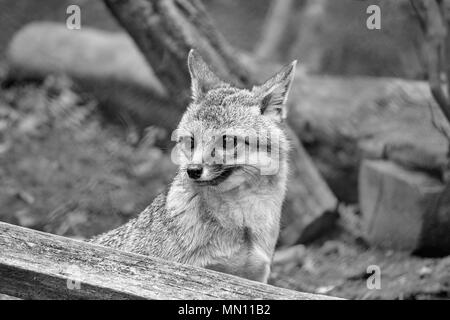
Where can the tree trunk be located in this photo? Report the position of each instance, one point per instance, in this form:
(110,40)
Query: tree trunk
(165,31)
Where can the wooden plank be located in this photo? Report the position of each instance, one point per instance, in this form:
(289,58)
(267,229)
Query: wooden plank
(37,265)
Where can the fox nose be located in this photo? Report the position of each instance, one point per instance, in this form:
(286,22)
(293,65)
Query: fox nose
(194,171)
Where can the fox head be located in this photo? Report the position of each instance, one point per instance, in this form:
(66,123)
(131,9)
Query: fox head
(230,136)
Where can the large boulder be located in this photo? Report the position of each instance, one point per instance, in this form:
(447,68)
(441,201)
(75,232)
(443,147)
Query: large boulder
(404,209)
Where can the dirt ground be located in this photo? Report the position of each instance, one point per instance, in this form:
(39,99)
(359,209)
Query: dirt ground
(66,170)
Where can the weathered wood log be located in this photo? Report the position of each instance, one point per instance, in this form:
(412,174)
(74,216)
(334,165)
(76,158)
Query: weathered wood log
(308,195)
(37,265)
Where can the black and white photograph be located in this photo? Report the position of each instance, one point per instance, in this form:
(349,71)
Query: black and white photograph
(251,150)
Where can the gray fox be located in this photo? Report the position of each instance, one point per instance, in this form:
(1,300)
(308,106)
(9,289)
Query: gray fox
(222,214)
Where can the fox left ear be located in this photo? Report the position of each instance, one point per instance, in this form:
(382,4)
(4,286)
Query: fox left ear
(274,92)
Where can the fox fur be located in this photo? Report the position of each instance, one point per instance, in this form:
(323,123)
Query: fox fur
(228,219)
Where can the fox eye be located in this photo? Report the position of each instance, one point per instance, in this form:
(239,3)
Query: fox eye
(229,141)
(187,142)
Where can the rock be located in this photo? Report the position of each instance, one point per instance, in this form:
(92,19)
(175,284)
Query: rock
(396,206)
(333,39)
(342,121)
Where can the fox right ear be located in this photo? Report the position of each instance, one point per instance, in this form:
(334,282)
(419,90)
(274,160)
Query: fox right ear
(202,78)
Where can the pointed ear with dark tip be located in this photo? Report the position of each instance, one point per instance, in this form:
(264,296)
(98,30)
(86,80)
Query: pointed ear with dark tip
(202,78)
(274,92)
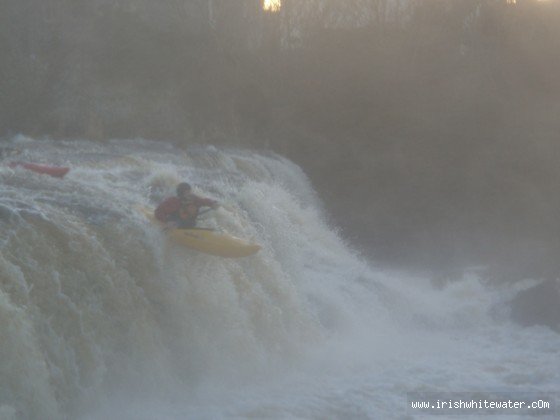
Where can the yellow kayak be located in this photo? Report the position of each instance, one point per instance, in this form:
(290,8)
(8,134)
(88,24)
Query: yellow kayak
● ● ● ●
Reproduce verbatim the stretch from the line containing "Where can the yellow" through the end of the data, both ends included.

*REPLY TO THE TASK*:
Where can the yellow kayak be located in this photo? Report the position of each instance, one point per instance, in this form:
(290,8)
(8,134)
(88,24)
Query: yellow kayak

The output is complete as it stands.